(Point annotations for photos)
____________________
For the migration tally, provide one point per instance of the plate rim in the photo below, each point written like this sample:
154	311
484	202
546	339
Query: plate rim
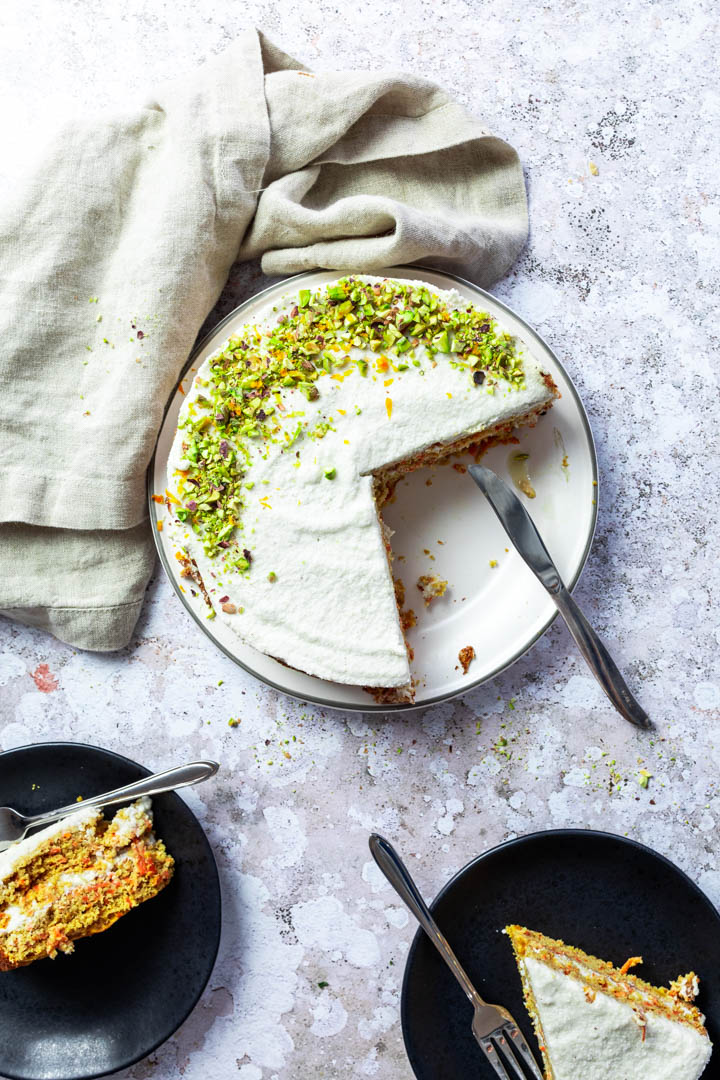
518	841
48	744
362	706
____________________
**TASK PROMPT**
Return each row above that contains the word "plate", copied in full.

**THE OUTPUT**
For the migration tally, provide one point per instance of the plate rim in the photo below, each point written like this sample:
Query: plate rim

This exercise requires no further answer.